Задание 1: Перепишите без изменений строки листинга: начните со строки, в которой есть «green leaf and record integer pixel coordinates.», и продолжайте до конца листинга включительно.

Текст для чтения:
Родом из немец [Андрей Юрьевич Арьев] (fb2) читать онлайн

- Родом из немец 35 Кб скачать: (fb2)  читать: (полностью) - (постранично) - Андрей Юрьевич Арьев

 [Настройки текста]  [Cбросить фильтры]

Андрей Арьев «РОДОМ ИЗ НЕМЕЦ» (О прозе Георгия Венуса)

«…Мир не может быть лучше, чем он есть на самом деле», — размышляет герой повести Георгия Венуса «Солнце этого лета». Жизнь самого писателя показала, что зато мир этот может быть хуже, чем на самом деле. И что слишком часто в XX веке человеку приходится выбирать не между добром и злом, а из двух зол меньшее. Вместо того чтобы выявить и ощутить красоту нашего «лучшего из миров», ему приходится ломать свою судьбу ради не им самим выкованных теорий и слишком отдаленных целей.

Читая последние, написанные уже в куйбышевской ссылке, вещи Георгия Венуса, трудно отделаться от ощущения, что потому именно они так красочны, так мажорны, потому столько в них солнца, зелени, речных волжских просторов, что всю эту прелесть и трепет естественной жизни писатель видит как бы в последний раз, предчувствуя скорую тьму и небытие. «Кукушка в лесу считала дни — сколько осталось ему до конца работы», — говорится в «Солнце этого лета» о композиторе, сочиняющем музыку в счастливом уединении. На самом деле кукушка считала дни до близкого уже «конца работы» — ареста — самого писателя. «Смотрите, — говорит композитор, — как тянутся к окнам зеленые ветки. Смотрите, как первое золото осени блестит на густом изумруде. Смотрите, как солнце, проплыв сквозь листву, струится в окно, в мою комнату, в душу…Я никогда еще не жил такой полной жизнью…» Радостная полнота жизни владеет героями повести настолько, что ее героиня даже клопов называет «голубчиками»…

В поздних вещах Венуса явно господствует привлекательное ощущение первичности материи, перед лицом которой сознание демонстрирует свою раздражающую и досадную вторичность. Оно служит преимущественно идее самоограничения и самовнушения, отрицая ценность единственного, из чего исходит и на чем зиждется, — ценность человеческой жизни, ее уникальный, а не тиражированный, опыт. «Не то, не то, — думает у Венуса композитор. — Я опять не смог разомкнуть печальной мелодии прошлого».

Объекты для указания местоположения:
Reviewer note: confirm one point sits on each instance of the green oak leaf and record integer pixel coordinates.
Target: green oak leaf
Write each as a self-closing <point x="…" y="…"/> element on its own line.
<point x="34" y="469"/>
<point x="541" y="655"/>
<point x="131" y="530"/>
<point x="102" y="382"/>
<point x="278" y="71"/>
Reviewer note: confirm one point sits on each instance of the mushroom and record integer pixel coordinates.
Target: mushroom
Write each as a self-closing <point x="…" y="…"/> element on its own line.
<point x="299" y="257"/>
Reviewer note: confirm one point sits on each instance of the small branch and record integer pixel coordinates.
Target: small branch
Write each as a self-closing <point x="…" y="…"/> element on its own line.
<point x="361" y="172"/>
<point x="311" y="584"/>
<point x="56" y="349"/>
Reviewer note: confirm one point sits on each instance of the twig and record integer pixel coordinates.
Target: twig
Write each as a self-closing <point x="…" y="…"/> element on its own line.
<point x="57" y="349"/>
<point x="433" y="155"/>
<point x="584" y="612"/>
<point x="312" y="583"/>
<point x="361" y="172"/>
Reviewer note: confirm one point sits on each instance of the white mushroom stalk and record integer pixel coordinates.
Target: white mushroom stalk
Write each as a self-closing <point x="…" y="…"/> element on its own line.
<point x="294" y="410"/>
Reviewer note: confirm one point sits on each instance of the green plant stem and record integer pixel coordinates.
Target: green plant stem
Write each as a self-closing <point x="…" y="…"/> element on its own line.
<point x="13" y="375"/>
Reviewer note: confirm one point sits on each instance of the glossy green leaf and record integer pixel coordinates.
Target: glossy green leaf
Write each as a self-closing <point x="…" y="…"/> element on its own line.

Задание 2: Напишите продолжение статьи о прозе Георгия Венуса, начиная сразу после её последнего предложения.

Ответ 1:
Reviewer note: confirm one point sits on each instance of the glossy green leaf and record integer pixel coordinates.
Target: glossy green leaf
Write each as a self-closing <point x="…" y="…"/> element on its own line.

Ответ 2:
Идея покорения природы и перековки человека в ней вложена в души героев Венуса наперекор его собственной интуиции о том, что «мир не может быть лучше, чем есть он на самом деле». Пафос искупительной жертвы сегодня ради неосязаемого завтра владел не одним Венусом. Большинство художников той поры соглашались с формулировкой пастернаковского лирического героя, принявшего как должное:

Мы в будущем, твержу я им, как все, кто
Жил в эти дни. А если из калек,
То все равно: телегою проекта
Нас переехал новый человек.
Герои Венуса последних лет в этой надежде идут до самого края: они верят даже в «садоводов» из НКВД. «Дичок перестал быть дичком, садоводы исполнили свое дело», — говорится в рассказе «Возвращение» о вернувшемся с принудительных работ молодом герое. Да и сам этот перековавшийся персонаж в высшей степени характерен для литературы 1930-х годов: «А знаешь, отец, — улыбнулся Гриша, — мы горю сейчас войну объявили». Вот уж, действительно, «блаженны нищие духом»! Особенно в России. Не на них ли и атеистами ставка была сделана? На их негордыню и небрежение разумом.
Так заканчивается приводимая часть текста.